**WRITTEN EXERCISE:** Reproduce each of the following lines verbatim, keeping them in the order given.

**EXERCISE MATERIAL:**
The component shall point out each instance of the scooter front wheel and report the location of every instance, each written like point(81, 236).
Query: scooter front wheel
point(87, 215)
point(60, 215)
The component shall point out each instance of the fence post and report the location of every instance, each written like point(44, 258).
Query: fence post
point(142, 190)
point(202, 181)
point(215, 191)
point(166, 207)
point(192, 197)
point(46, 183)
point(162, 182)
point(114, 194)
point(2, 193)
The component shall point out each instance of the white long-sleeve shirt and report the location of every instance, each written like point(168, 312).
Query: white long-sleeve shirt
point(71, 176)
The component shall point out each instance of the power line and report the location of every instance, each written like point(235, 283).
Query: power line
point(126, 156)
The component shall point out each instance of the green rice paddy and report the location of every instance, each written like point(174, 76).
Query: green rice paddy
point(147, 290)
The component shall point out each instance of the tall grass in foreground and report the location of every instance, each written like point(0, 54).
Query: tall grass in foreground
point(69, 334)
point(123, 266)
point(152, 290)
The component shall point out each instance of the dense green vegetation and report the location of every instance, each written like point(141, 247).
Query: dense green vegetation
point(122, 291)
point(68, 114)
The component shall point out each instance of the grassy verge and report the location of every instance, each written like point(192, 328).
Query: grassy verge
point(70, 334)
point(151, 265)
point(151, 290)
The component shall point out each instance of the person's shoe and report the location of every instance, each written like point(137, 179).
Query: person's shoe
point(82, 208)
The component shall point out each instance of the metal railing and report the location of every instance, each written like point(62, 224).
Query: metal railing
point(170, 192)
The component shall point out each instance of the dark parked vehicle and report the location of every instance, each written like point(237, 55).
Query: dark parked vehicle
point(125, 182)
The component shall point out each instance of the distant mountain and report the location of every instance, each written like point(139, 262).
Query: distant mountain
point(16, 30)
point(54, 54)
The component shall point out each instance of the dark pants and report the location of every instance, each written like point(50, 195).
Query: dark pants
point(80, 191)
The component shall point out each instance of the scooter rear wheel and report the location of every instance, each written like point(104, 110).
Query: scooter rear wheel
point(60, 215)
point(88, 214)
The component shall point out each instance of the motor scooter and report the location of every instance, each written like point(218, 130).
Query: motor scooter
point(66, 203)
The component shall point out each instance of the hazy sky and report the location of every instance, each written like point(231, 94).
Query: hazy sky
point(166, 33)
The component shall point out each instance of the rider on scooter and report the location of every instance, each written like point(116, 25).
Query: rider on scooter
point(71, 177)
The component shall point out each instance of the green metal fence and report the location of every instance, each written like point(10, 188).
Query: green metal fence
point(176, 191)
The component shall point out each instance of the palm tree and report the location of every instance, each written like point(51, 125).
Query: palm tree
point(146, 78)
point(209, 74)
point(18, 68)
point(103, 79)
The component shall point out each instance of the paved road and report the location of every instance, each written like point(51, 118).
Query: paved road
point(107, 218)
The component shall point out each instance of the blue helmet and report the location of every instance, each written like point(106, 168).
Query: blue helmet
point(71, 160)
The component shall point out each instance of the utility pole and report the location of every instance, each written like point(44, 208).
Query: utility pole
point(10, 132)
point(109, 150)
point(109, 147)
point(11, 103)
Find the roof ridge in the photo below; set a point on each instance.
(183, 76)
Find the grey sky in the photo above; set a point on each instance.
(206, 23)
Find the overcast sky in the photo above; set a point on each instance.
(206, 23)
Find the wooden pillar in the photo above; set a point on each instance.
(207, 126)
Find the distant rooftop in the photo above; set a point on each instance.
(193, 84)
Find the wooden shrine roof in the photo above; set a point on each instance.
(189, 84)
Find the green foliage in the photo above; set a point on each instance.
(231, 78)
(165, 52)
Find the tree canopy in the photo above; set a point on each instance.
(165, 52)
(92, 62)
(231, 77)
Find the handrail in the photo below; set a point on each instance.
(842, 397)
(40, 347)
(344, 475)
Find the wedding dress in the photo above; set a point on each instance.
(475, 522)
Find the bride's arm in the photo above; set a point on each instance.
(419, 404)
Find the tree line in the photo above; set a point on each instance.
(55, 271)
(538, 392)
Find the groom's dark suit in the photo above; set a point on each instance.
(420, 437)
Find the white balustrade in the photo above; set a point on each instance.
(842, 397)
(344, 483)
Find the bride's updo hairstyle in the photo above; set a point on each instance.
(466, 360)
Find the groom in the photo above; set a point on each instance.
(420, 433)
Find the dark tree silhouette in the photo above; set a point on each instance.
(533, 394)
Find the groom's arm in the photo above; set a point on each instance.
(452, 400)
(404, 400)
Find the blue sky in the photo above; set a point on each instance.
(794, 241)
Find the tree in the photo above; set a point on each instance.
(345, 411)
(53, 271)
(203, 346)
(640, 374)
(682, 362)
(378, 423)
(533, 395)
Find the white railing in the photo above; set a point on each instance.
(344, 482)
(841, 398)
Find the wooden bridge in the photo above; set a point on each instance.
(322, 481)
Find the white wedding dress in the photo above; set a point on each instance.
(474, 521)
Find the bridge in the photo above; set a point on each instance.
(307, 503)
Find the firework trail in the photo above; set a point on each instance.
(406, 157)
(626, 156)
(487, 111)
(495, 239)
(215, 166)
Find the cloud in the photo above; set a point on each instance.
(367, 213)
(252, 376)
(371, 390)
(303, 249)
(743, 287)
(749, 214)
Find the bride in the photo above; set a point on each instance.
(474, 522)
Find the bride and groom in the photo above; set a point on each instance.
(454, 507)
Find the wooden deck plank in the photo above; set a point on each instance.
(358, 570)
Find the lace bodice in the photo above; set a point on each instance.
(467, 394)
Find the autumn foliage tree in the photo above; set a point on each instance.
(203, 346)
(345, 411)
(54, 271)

**ANSWER TO THE EXERCISE:**
The component shall point out each instance of the scooter front wheel and report the location of every instance, each written like point(81, 236).
Query: scooter front wheel
point(87, 215)
point(60, 215)
The component shall point out each instance of the fence post and report the location of every instance, each written like point(44, 258).
Query: fence post
point(142, 190)
point(202, 181)
point(215, 191)
point(166, 207)
point(192, 197)
point(46, 183)
point(162, 182)
point(114, 194)
point(2, 193)
The component shall point out each instance of the white long-sleeve shirt and report the location of every instance, each written like point(168, 312).
Query: white long-sleeve shirt
point(71, 176)
The component shall point out each instance of the power line and report the location of every instance, each written like point(235, 283).
Query: power line
point(126, 156)
The component shall point out each instance of the green rice paddy and report the location of every instance, each written like point(174, 76).
Query: green rice paddy
point(147, 290)
The component shall point out each instance of the tall grass in foreground and report the location of every instance, each written like point(0, 54).
Query: tall grass in foreground
point(69, 334)
point(123, 266)
point(152, 290)
The component shall point out each instance of the dense green vegetation and report the location of every instance, each written like point(141, 247).
Query: dense green vegetation
point(122, 291)
point(68, 114)
The component shall point out each instance of the grassy verge and report the location of every instance, each written like point(192, 328).
Query: grassy verge
point(70, 334)
point(151, 265)
point(151, 290)
The component shall point out each instance of the person's shoe and report the location of every instance, each written like point(137, 179).
Query: person's shoe
point(82, 208)
The component shall point out each instance of the metal railing and report the location of every instance, each written like point(62, 224).
Query: metal railing
point(170, 192)
The component shall point out each instance of the dark parked vehicle and report the location of every instance, each written like point(237, 55).
Query: dark parked vehicle
point(125, 182)
The component shall point out each instance of the distant mountain and report the location of every instance, each written like point(139, 262).
Query: distant mountain
point(16, 30)
point(54, 54)
The component shall point out each instance of the dark pants and report the location of every instance, each written like point(50, 195).
Query: dark pants
point(80, 191)
The component shall point out each instance of the scooter rear wheel and report the location of every instance, each written like point(104, 110).
Query: scooter rear wheel
point(60, 215)
point(88, 214)
The component shall point out each instance of the motor scooter and report the location of every instance, each written like point(218, 130).
Query: motor scooter
point(66, 203)
The component shall point out each instance of the hazy sky and report the location of every instance, each written like point(231, 94).
Query: hazy sky
point(166, 33)
The component shall point out each instance of the rider on scooter and report the location of every instance, each written like point(116, 25).
Query: rider on scooter
point(71, 177)
The component shall point out each instance of the green metal fence and report the location of every instance, each written like point(10, 188).
Query: green metal fence
point(176, 191)
The component shall point out each instance of the palm tree and report the location of every instance, each written like point(51, 125).
Query: palm tree
point(146, 78)
point(209, 74)
point(18, 68)
point(103, 79)
The component shall point out each instance of the paved road and report the location of every instance, each written like point(51, 118).
Query: paved road
point(107, 218)
The component shall point out each instance of the blue helmet and report the location of every instance, each written like point(106, 168).
Query: blue helmet
point(71, 160)
The component shall point out each instance of the utility pole and report the location of every instance, each written like point(44, 208).
Query: utility pole
point(10, 132)
point(109, 150)
point(109, 147)
point(11, 103)
Find the roof ridge in the photo below; set a point on each instance.
(183, 76)
Find the grey sky in the photo above; set a point on each instance.
(206, 23)
Find the overcast sky in the photo above; set a point on each instance.
(206, 23)
Find the wooden pillar in the photo above; set a point on each instance.
(207, 126)
Find the distant rooftop in the photo above; set a point on each instance.
(193, 84)
Find the wooden shrine roof in the photo above; set a point on each instance.
(189, 84)
Find the green foliage in the photo above; set a point on each instance.
(231, 78)
(165, 52)
Find the tree canopy in the photo above; set a point on each instance.
(165, 52)
(92, 62)
(231, 77)
Find the handrail in the photo below; set a point on each instance.
(842, 397)
(40, 347)
(344, 475)
Find the wedding dress in the photo above; set a point on each instance.
(475, 522)
Find the bride's arm in the photo above; set a point on each instance.
(419, 404)
Find the tree line in the photo above; set a point on each instance.
(55, 271)
(538, 392)
Find the groom's dark suit in the photo above; set a point on each instance.
(420, 437)
Find the white balustrade in the photo above; set a point on each instance.
(842, 397)
(344, 483)
Find the bride's updo hairstyle in the photo above; set a point on each instance.
(466, 360)
Find the groom in the photo above; set a point on each instance.
(420, 433)
Find the dark tree silhouette in the photo above; set a point on each instance.
(533, 394)
Find the groom's arm in the photo above; set a point on each instance.
(452, 400)
(404, 400)
Find the blue sky in the photo above; set a point on each instance.
(794, 241)
Find the tree in the photo above; set a point on each instance.
(345, 411)
(53, 271)
(203, 346)
(640, 374)
(682, 362)
(378, 423)
(533, 395)
Find the white railing in the photo above; set a point on each instance.
(344, 482)
(841, 398)
Find the wooden bridge in the photo above; set a point on each instance.
(322, 481)
Find the white wedding dress in the photo above; set a point on each instance.
(474, 521)
Find the bridge in the photo above; set a point on each instance.
(307, 503)
Find the firework trail in the photo above; set a point on each instance.
(406, 157)
(626, 156)
(487, 111)
(495, 239)
(215, 166)
Find the cloud in the photo above; set a point on each instance.
(367, 213)
(252, 376)
(371, 390)
(303, 249)
(743, 287)
(749, 214)
Find the bride in the photo above; set a point on each instance.
(474, 522)
Find the bride and groom in the photo above; set a point on each instance.
(454, 507)
Find the wooden deck plank in the photo above; set a point on each instance.
(358, 570)
Find the lace bodice in the photo above; set a point on each instance.
(467, 394)
Find the autumn foliage tree in the photo above; set a point on each instance.
(203, 346)
(345, 411)
(54, 271)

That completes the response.